▶ **Work instructions**
Word for word, repeat the entries, minus the pictures.

-=-=-

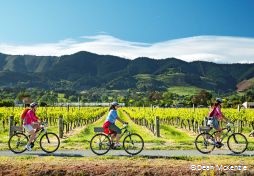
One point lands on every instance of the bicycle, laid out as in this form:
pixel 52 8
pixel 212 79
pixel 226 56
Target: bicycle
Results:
pixel 206 142
pixel 49 142
pixel 101 143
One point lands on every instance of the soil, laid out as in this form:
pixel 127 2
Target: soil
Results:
pixel 105 167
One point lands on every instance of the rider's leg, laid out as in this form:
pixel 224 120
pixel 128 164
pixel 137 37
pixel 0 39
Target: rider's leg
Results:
pixel 217 128
pixel 113 127
pixel 32 136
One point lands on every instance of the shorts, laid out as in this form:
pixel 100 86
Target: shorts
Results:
pixel 113 127
pixel 28 127
pixel 216 124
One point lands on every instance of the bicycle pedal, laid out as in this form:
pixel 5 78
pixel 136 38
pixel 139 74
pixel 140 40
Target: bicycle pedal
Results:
pixel 32 144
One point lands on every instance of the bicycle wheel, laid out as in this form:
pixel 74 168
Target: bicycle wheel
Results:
pixel 17 143
pixel 204 143
pixel 133 144
pixel 237 143
pixel 100 144
pixel 49 142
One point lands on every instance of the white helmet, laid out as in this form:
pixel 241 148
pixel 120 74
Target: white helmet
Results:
pixel 114 103
pixel 219 100
pixel 33 104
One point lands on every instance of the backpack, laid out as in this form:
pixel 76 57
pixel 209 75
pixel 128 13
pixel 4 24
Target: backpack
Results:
pixel 212 112
pixel 23 114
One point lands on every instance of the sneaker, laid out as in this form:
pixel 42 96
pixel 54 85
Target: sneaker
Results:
pixel 218 144
pixel 32 145
pixel 28 147
pixel 117 145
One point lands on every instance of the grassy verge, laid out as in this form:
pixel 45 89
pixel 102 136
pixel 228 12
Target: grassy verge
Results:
pixel 33 165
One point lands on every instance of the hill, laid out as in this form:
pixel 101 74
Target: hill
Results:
pixel 84 70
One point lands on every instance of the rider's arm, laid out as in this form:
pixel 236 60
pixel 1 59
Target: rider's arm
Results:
pixel 121 120
pixel 221 115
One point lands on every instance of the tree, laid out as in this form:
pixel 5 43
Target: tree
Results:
pixel 202 98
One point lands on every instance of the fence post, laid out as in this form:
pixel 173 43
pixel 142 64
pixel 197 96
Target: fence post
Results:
pixel 11 120
pixel 60 126
pixel 157 126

-=-=-

▶ **Solution**
One point lands on every instance of the bicycle, laid out as in this form:
pixel 52 8
pixel 212 79
pixel 226 56
Target: bicycle
Results:
pixel 206 142
pixel 49 142
pixel 101 143
One point lands on every instance of the soil, laid out as in this form:
pixel 127 2
Target: soil
Results:
pixel 105 167
One point lands on every instance of the rider's leg, laid out as in this form:
pixel 224 120
pixel 128 164
pixel 137 37
pixel 0 39
Target: rider's leg
Results:
pixel 217 128
pixel 113 127
pixel 32 136
One point lands on every instance of the shorts, laid out as in this form:
pixel 100 86
Target: shorts
Results:
pixel 113 127
pixel 28 127
pixel 216 124
One point lands on every instance of the bicycle pedal, laid out as in this form:
pixel 5 78
pixel 136 38
pixel 139 74
pixel 140 40
Target: bicycle pedal
Results:
pixel 32 144
One point lands on every instance of the bicycle wheel, laid out as in this form:
pixel 74 168
Target: bicycle wheel
Results:
pixel 17 143
pixel 204 143
pixel 133 144
pixel 237 143
pixel 100 144
pixel 49 142
One point lands on every instance of the white helmet, laid out as in this form:
pixel 241 148
pixel 120 74
Target: white helmet
Results:
pixel 114 103
pixel 219 100
pixel 33 104
One point lands on every instance of the backpack, laid out as in this form:
pixel 76 57
pixel 209 75
pixel 128 13
pixel 4 24
Target: backpack
Results:
pixel 212 112
pixel 23 114
One point lands on every instance of the sneaker, laid out as in this form:
pixel 42 96
pixel 54 85
Target: sneaker
Results:
pixel 218 144
pixel 32 145
pixel 28 147
pixel 117 145
One point lands on every instance of the grassy verge, laid out as in this form:
pixel 45 89
pixel 102 136
pixel 228 12
Target: grassy verge
Results:
pixel 33 165
One point lands on every instance of the hill, laid out as in this form:
pixel 101 74
Target: hill
Results:
pixel 84 70
One point lands on every instance of the rider's arm, laid out as in this form:
pixel 236 60
pixel 1 59
Target: rider's arm
Results:
pixel 121 120
pixel 221 115
One point lands on every instance of the tree, laid out as in this form:
pixel 5 43
Target: tree
Results:
pixel 202 98
One point lands on every instance of the fence post, laid out as in this form:
pixel 173 43
pixel 142 64
pixel 197 96
Target: fence post
Results:
pixel 11 120
pixel 60 126
pixel 157 126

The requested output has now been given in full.